Meet Yordano Ventura. You'll probably be seeing a lot of him over the next few years.

Yordano Ventura
Yordano Ventura
Norm Hall

Last night the Royals announced that Danny Duffy, tonight's scheduled starter, will be scratched because of elbow soreness, and in his place will start Yordano Ventura. As the Indians have never faced him (this being his MLB debut, no one else has, either), I thought it useful to type up some background information.

Yordano Ventura (22 years old) was signed by the Royals as an 18-year-old in 2009 from the Dominican Republic. Usually the top prospects in the DR get signed a couple years earlier than that, but I'm guessing his size had a lot to with his late signing. Ventura is only 5'11", very short for a right-handed pitcher, and usually those pitchers are thrown into the bullpen. But Ventura's stuff has improved to the point where he may be able to stick in a major-league rotation. Ventura has a fastball that sits in the mid-upper 90s, and at times has been clocked above 100 mph. His main secondary pitch is his curve, and he has changeup that's not as polished.

--------------------------------------------------

### TASKS AND EXERCISES
A – In the excerpt on Yordano Ventura, what is named as Ventura's main secondary pitch?
B – For each statement, say whether it agrees with the excerpt on Yordano Ventura: (i) Ventura was signed from the Dominican Republic. (ii) Danny Duffy was scratched because of shoulder soreness. (iii) Ventura's changeup is his most polished pitch.
C – Write out the part of the excerpt on Yordano Ventura that opens with the words containing "Last night the" and closes with "some background information.", substituting "Tigers" for "Indians".
You will not need the rows to do this work.

(Region pointing data)

--------------------------------------------------

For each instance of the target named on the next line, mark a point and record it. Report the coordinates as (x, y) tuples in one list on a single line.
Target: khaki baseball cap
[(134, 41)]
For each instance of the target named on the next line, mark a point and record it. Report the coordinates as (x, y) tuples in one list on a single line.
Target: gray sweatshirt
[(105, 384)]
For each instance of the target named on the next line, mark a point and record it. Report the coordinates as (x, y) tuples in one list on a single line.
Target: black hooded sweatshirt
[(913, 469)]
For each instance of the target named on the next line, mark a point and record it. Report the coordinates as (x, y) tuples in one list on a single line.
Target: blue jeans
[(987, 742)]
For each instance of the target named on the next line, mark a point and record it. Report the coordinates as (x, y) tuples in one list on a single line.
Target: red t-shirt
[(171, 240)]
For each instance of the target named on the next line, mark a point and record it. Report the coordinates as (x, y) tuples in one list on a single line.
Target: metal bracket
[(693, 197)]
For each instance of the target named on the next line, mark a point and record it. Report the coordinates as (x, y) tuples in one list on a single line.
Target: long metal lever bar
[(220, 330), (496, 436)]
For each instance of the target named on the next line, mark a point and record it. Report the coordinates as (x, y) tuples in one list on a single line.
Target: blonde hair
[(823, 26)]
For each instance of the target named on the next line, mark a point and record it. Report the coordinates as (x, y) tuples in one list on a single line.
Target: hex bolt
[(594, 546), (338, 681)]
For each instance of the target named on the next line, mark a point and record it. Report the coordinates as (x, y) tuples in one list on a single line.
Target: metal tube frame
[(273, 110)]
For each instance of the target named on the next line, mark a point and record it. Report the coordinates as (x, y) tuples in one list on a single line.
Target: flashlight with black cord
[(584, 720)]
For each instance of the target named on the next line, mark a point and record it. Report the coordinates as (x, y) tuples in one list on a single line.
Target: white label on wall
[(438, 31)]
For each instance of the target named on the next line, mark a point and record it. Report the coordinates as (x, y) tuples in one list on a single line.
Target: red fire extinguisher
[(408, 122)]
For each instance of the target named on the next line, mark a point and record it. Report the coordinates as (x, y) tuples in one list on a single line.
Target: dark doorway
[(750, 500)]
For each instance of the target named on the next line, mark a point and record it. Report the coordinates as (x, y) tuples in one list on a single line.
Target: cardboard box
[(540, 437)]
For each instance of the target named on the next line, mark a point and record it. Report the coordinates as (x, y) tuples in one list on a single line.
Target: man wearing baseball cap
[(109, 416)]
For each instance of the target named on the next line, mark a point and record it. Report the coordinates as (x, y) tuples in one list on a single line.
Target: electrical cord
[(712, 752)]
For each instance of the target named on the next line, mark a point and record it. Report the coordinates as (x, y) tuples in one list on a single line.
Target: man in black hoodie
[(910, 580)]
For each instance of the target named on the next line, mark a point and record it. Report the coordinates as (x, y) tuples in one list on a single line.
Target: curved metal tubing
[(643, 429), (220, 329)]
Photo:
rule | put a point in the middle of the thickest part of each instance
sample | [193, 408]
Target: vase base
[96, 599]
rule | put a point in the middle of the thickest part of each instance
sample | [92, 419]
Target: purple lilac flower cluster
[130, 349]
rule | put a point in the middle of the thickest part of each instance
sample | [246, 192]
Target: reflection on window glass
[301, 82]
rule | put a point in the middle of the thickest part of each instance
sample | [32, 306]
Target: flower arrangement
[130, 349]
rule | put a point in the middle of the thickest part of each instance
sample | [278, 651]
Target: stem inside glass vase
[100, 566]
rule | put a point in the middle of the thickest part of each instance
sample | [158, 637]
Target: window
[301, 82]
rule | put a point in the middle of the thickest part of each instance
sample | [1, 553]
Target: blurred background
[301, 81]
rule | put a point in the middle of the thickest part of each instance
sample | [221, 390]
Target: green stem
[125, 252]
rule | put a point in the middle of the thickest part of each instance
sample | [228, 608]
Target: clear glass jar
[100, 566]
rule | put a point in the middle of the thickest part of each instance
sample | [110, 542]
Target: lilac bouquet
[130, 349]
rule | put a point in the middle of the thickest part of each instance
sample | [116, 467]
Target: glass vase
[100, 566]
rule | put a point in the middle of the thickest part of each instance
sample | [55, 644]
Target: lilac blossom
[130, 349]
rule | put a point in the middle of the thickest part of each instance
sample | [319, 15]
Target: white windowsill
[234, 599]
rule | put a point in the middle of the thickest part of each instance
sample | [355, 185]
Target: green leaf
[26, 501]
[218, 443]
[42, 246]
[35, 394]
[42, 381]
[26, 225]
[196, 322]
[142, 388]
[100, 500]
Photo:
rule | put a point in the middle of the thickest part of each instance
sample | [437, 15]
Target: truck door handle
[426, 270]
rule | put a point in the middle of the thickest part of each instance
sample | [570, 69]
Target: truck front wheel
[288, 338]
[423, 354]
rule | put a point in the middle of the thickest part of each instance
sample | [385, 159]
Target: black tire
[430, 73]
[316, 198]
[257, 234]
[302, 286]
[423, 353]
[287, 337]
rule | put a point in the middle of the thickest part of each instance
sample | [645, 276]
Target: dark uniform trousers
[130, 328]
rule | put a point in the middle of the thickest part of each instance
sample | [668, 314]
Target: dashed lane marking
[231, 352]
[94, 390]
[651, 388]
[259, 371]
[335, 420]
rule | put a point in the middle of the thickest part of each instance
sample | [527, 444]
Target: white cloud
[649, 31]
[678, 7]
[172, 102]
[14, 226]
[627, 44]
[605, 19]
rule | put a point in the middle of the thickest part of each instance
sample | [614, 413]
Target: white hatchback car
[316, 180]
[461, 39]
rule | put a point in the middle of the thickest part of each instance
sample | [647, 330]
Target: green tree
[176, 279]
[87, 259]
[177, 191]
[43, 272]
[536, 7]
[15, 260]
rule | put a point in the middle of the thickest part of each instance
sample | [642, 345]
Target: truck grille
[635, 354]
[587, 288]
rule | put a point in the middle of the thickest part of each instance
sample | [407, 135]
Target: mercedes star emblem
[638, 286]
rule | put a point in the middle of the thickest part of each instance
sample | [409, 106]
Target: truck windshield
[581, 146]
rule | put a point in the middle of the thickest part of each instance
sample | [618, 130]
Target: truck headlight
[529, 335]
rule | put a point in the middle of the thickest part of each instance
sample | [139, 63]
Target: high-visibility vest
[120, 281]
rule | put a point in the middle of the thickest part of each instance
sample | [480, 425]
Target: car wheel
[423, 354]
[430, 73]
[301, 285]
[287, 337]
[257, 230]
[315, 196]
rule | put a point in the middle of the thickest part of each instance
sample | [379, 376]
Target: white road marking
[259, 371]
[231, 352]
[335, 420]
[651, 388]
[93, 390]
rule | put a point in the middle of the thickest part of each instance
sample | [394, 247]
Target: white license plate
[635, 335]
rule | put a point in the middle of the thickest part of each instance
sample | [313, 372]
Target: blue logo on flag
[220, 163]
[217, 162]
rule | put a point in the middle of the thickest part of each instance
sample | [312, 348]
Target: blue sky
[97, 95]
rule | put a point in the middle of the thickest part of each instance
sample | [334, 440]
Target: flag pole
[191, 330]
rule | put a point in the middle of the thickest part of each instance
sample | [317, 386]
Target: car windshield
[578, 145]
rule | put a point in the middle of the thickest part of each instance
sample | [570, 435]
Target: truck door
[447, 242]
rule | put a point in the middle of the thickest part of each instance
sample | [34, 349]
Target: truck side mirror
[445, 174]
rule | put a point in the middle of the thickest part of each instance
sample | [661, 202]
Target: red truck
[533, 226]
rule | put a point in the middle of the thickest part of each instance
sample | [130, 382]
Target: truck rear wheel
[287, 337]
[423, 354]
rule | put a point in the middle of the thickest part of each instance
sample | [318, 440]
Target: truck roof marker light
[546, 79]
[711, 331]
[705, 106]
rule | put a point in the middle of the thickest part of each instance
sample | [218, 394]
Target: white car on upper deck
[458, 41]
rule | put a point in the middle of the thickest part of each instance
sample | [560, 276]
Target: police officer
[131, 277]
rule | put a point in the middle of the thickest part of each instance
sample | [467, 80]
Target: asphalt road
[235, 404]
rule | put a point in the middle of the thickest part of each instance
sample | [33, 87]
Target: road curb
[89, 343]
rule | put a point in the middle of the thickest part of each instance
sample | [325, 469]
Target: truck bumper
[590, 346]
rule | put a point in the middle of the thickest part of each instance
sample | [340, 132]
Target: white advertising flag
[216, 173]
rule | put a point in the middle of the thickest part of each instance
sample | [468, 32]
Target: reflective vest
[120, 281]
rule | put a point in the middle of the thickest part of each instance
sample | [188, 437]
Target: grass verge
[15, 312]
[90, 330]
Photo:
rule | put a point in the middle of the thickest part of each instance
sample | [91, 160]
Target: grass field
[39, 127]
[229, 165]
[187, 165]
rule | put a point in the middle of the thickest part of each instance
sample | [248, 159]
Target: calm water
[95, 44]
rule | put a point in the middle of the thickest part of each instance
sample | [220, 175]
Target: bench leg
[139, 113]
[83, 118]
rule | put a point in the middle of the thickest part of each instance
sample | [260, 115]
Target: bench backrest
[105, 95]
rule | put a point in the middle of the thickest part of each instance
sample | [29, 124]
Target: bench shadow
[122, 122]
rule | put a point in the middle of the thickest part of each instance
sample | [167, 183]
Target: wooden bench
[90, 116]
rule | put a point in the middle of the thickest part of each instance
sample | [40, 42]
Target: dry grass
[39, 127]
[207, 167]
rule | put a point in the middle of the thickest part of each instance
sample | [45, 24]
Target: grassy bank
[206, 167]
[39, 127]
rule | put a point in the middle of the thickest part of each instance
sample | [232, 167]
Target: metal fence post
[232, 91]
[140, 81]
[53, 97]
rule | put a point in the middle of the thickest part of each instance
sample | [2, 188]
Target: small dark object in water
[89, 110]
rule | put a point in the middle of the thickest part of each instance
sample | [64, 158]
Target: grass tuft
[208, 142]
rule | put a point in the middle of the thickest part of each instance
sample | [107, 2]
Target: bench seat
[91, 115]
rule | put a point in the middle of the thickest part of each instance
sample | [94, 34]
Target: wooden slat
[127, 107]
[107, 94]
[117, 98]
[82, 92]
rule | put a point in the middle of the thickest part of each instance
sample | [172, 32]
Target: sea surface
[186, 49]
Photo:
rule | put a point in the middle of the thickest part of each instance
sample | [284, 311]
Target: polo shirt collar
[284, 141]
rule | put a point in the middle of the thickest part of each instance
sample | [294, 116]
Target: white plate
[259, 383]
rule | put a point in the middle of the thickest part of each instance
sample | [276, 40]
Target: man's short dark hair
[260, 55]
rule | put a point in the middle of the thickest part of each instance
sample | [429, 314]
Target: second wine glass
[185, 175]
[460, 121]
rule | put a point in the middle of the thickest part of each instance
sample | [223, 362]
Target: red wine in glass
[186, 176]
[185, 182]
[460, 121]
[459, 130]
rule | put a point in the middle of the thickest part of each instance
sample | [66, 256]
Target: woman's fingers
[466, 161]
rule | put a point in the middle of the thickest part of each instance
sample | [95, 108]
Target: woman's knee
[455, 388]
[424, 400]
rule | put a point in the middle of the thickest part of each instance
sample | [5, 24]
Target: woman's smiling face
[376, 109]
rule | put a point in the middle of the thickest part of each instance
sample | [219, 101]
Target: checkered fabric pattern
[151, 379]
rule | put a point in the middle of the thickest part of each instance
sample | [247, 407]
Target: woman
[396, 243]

--------------------------------------------------

### RESULTS FOR EACH TASK
A – His curve.

B –
(i) Yes: "signed by the Royals as an 18-year-old in 2009 from the Dominican Republic."
(ii) No: "will be scratched because of elbow soreness."
(iii) No: "he has changeup that's not as polished."

C –
Last night the Royals announced that Danny Duffy, tonight's scheduled starter, will be scratched because of elbow soreness, and in his place will start Yordano Ventura. As the Tigers have never faced him (this being his MLB debut, no one else has, either), I thought it useful to type up some background information.